Render every line of the items below as a numbered list, leaving out any blank lines.

==== INPUT FOR THIS TASK ====

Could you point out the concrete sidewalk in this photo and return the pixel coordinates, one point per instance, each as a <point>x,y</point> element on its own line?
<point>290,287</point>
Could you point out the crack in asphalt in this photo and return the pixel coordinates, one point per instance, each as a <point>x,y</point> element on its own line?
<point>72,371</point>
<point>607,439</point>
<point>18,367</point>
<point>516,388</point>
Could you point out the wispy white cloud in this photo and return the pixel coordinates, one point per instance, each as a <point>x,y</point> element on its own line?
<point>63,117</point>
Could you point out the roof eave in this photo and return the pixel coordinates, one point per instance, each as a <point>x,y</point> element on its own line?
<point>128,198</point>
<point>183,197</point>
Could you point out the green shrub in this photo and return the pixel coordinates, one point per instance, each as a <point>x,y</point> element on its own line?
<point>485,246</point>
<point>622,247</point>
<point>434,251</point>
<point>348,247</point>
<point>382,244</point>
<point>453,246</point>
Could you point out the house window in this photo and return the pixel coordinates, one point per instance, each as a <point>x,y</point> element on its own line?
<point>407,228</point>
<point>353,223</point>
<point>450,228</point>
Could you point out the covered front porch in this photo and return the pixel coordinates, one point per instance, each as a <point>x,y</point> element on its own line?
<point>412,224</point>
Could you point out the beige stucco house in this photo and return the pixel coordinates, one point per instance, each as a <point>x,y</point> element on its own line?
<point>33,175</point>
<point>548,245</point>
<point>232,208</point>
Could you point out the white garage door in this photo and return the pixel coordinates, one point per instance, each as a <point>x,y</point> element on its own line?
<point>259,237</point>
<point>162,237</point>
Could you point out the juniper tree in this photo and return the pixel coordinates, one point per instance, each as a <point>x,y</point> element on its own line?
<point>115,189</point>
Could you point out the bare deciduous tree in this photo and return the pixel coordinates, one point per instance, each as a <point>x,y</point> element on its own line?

====

RESPONSE FOR THIS EXERCISE
1. Could you point out the concrete sidewalk in this photo and return the pixel coordinates, one point per instance, each as a <point>x,y</point> element on its own line?
2. <point>290,287</point>
3. Could you point out the crack in asphalt in this photo and return the pixel coordinates, one point per instance, each as a <point>x,y</point> element on its own line?
4. <point>72,371</point>
5. <point>607,439</point>
6. <point>18,367</point>
7. <point>516,388</point>
8. Could you point out the wispy white cloud in this photo and return the pixel coordinates, one point per instance, each as a <point>x,y</point> element on its own line?
9. <point>63,117</point>
10. Could you point out the roof eave in this photo and return the pixel coordinates, one point per instance, each as a <point>x,y</point> element on its own line?
11. <point>128,198</point>
12. <point>183,197</point>
13. Could you point out the green shrub in this photo and return the pixel coordinates, one point per instance, each as a <point>x,y</point> element on its own line?
14. <point>485,246</point>
15. <point>622,247</point>
16. <point>434,251</point>
17. <point>348,247</point>
18. <point>382,244</point>
19. <point>453,246</point>
20. Could you point out the house window in this photo and return the pixel coordinates, one point per instance, each as a <point>x,y</point> element on its own line?
21. <point>407,228</point>
22. <point>353,223</point>
23. <point>450,228</point>
24. Could you point out the covered front porch in this photo and return the pixel coordinates, one point per instance, each as a <point>x,y</point> element on its own line?
25. <point>412,224</point>
26. Could you point out the beige stucco house in this photo and return the pixel coordinates, one point per instance, each as a <point>x,y</point> element on its own line?
27. <point>33,175</point>
28. <point>548,245</point>
29. <point>232,208</point>
30. Could you point out the white garage door in this photo and return the pixel coordinates, one point per instance, each as a <point>x,y</point> element on its own line?
31. <point>259,237</point>
32. <point>162,237</point>
33. Could you point out the juniper tree in this photo and return the pixel coordinates, one point per instance, each as a <point>x,y</point> element on its own line?
34. <point>115,189</point>
35. Could you point out the bare deciduous tree in this photo and return the pixel coordinates, one point per instance, each as a <point>x,y</point> element on its own line?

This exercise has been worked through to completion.